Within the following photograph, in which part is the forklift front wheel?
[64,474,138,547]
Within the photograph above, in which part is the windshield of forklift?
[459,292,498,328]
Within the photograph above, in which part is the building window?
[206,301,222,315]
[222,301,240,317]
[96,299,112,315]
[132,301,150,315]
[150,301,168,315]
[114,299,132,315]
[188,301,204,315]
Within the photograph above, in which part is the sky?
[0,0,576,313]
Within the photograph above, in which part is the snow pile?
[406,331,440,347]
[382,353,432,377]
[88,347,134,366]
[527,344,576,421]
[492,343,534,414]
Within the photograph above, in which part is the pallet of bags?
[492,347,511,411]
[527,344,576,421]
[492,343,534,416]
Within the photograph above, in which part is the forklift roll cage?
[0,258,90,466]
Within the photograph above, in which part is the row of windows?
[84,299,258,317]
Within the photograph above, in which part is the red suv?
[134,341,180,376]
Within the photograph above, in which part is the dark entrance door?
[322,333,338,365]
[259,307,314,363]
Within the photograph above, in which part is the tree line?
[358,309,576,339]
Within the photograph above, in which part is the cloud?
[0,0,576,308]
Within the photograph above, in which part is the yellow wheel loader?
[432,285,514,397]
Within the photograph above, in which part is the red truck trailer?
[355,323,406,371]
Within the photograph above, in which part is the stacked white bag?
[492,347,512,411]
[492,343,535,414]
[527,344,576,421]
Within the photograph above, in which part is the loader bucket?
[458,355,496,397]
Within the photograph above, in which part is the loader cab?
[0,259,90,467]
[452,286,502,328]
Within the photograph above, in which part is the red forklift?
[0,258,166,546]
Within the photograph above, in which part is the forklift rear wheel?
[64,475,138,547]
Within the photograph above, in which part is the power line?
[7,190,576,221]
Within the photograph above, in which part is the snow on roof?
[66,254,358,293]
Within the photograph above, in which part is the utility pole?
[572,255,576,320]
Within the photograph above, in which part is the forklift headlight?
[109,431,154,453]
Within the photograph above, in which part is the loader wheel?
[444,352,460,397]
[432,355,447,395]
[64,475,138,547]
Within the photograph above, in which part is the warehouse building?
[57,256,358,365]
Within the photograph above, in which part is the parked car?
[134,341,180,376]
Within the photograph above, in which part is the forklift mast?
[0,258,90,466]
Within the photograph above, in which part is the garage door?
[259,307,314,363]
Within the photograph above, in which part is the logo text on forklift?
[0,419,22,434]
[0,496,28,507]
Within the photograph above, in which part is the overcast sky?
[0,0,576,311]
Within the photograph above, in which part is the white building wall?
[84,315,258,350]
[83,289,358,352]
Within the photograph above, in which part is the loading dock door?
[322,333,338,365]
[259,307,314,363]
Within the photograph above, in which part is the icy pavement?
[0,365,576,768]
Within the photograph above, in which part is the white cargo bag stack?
● ● ● ●
**Aim**
Please copy out every one of the lines above word for word, changing nothing.

**Full output**
Within the following photograph, in which part is the forklift front wheel?
[64,474,138,547]
Within the photograph above, in which part is the windshield of forklift?
[459,292,498,328]
Within the photograph above, in which part is the building window?
[206,301,222,315]
[222,301,240,317]
[96,299,112,315]
[132,301,150,315]
[150,301,168,315]
[114,299,132,315]
[188,301,204,315]
Within the photograph above, in which part is the sky?
[0,0,576,313]
Within the photograph above, in which part is the snow pile?
[406,331,440,347]
[382,353,432,377]
[88,347,134,366]
[527,344,576,421]
[492,343,534,414]
Within the photograph above, in which part is the pallet of bags?
[492,347,511,411]
[527,344,576,421]
[492,343,534,416]
Within the photograph above, in which part is the forklift roll cage?
[0,258,90,466]
Within the photograph above, in which part is the row of windows?
[84,299,258,317]
Within the photograph above, in which part is the red suv?
[134,341,180,376]
Within the photograph above, in which part is the dark entrance door?
[322,333,338,365]
[259,307,314,363]
Within the photograph above, in which part is the tree line?
[358,309,576,339]
Within the photograph above, in which part is the cloud?
[0,0,576,308]
Within the photograph above, in which part is the yellow wheel loader?
[432,285,514,397]
Within the photograph above, in which part is the red truck trailer?
[355,323,406,371]
Within the photograph above, in which part is the stacked white bag?
[492,347,512,411]
[492,343,535,414]
[527,344,576,421]
Within the photograph above, in which part is the loader bucket?
[458,355,496,397]
Within the photograph above, in which part is the loader cab?
[0,259,90,467]
[452,286,502,328]
Within the photograph above, in which part is the red forklift?
[0,258,166,546]
Within the photograph above, in which part is the forklift rear wheel?
[64,475,138,547]
Within the photograph above, in which part is the power line?
[7,190,576,221]
Within the photograph above, in which part is the snow on roof?
[66,254,358,293]
Within the photograph above, in which part is the utility pole?
[572,255,576,320]
Within the photograph above, in which part is the forklift headlight?
[109,431,154,453]
Within the photograph above, in which part is the loader wheel?
[444,352,460,397]
[432,355,447,395]
[64,475,138,547]
Within the photograph above, in which part is the warehouse building?
[57,256,358,365]
Within the photograph above, in which part is the parked car?
[134,341,180,376]
Within the photograph above, in which part is the forklift mast?
[0,258,90,466]
Within the photograph above, in which part is the garage door?
[259,307,314,363]
Within the photograph above, in which part is the logo text on forklift?
[0,419,22,434]
[0,496,28,507]
Within the photograph above, in which part is the overcast sky?
[0,0,576,311]
Within the photograph above, in which part is the white building wall?
[84,315,258,350]
[83,289,358,352]
Within the photograph above, in which part is the loading dock door?
[322,333,338,365]
[259,307,314,363]
Within the photograph above, in which part is the icy pavement?
[0,365,576,768]
Within the photograph above, in which part is the white cargo bag stack?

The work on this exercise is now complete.